**Task details:** Continue the summary below about Ella's memory loss from where it ends.

[[ Excerpted passage, beginning ]]

You weren’t supposed to forget Simon.
When Ella is assigned by her editor to interview Nathan Donovan, Ella cannot let on that she has no idea who he is. And Damien provides little insight. In this, as other areas of their life that Ella has forgotten, Damien provides scant information to assist her effort to recover her memories. He does not provide answers to her questions, promising he will sit down and talk with her detail . . . later. Ella grows increasingly frustrated. The medical advice she has been given — to talk about the past, immerse herself in familiar surroundings, and surround herself with familiar people in order to bring back her memories — simply doesn’t work. Her life as a woman expecting a child simply doesn’t feel like her own.
Surprisingly, however, Damien emphatically asks Ella not to travel to the Lake Tahoe area to interview Nathan, telling her, “Do me a favor. Think before you go. Ask yourself if you really want to remember.” Ella has also forgotten the ten days she spent with Nathan last summer, or what happened to make him suddenly back out of the exclusive story he promised the magazine. She is perplexed by the fact that, although she keeps meticulous records of her work, she can’t find any evidence of her research on Nathan, or notes or recordings of their prior interview. She is forced her to decide between trying to conceal her memory loss from Nathan or simply being honest, risking Nathan’s wrath about having to conduct the entire interview all over again. The story and Ella’s future with the magazine are both at stake.

[[ Excerpted passage, end ]]
[[ Data supplied, beginning ]]

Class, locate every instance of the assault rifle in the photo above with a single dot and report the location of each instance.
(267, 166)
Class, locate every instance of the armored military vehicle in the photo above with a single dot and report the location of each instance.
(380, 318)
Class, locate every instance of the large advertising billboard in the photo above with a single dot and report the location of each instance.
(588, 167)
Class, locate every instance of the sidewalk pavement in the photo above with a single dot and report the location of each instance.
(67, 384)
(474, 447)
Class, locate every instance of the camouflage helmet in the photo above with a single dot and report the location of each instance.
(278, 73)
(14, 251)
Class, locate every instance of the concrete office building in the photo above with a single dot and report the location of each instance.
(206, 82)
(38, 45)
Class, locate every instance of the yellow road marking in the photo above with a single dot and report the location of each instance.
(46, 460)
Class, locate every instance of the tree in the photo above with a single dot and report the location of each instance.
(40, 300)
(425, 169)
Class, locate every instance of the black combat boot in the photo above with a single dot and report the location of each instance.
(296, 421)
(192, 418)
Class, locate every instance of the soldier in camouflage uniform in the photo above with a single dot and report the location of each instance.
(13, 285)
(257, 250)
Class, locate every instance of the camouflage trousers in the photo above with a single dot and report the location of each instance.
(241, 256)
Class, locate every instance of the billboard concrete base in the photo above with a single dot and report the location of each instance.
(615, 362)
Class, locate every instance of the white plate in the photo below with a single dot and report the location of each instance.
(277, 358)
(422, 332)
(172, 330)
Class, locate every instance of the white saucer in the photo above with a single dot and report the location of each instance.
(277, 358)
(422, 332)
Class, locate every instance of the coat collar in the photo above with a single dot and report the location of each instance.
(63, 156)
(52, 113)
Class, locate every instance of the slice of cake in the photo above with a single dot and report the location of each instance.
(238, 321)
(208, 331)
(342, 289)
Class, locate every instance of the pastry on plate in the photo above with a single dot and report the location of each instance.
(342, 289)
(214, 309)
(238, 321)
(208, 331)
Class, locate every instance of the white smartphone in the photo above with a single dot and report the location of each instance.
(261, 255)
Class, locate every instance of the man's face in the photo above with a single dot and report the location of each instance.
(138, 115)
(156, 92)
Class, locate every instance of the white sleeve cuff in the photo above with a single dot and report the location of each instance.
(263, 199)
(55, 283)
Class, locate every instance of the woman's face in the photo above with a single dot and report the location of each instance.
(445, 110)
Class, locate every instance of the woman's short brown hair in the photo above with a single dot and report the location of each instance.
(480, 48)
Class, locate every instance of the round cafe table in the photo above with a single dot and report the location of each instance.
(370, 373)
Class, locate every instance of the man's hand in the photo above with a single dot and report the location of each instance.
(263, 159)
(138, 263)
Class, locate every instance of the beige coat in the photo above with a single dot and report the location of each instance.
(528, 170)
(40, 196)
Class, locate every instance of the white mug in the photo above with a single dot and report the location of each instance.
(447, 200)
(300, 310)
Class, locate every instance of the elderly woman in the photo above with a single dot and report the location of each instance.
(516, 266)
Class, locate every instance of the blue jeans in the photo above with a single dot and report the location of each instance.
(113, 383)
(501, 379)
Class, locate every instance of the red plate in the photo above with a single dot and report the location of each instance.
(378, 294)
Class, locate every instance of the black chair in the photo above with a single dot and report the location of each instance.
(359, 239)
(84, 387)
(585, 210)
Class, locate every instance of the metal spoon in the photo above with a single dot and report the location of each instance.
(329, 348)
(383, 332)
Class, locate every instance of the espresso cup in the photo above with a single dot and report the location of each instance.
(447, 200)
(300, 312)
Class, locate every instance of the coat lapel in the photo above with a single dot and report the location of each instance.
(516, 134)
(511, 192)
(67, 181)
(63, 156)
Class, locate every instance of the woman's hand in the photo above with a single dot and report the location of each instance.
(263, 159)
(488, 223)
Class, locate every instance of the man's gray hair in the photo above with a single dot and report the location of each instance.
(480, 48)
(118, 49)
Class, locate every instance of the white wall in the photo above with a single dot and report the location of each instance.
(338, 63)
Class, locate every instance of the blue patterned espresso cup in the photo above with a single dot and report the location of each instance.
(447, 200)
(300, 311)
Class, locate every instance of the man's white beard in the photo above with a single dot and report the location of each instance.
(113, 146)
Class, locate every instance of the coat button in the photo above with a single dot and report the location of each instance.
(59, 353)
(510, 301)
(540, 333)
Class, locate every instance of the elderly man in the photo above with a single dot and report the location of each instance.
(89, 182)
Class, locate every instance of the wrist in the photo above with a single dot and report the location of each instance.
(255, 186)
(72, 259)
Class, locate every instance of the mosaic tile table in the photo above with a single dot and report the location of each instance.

[[ Data supplied, end ]]

**Your response:**
Lonsdale gives readers a clue as to what has happened to Ella via a short prologue. But it is merely a glimpse at the possibilities. Lonsdale keeps readers guessing as Ella searches for the truth. The tragedies that Ella has survived have made her the strong but troubled woman that she is: one who quickly throws herself headlong into relationships, a character trait with which some readers will easily relate. In Ella, Lonsdale has crafted a female protagonist who is empathetic and likable, despite the professional compromises and poor choices she has seemingly made over the years, and the regrets she carries. As she struggles to piece together and make sense of the events of her immediate past, she has fleeting sensations that make her increasingly suspicious that Damien is hiding something from her — something powerful enough to destroy their marriage. She is convinced they were arguing right before the car accident . . . but about what? She is consumed by guilt — about the accident, as well as another tragedy in her past that she feels she should have prevented.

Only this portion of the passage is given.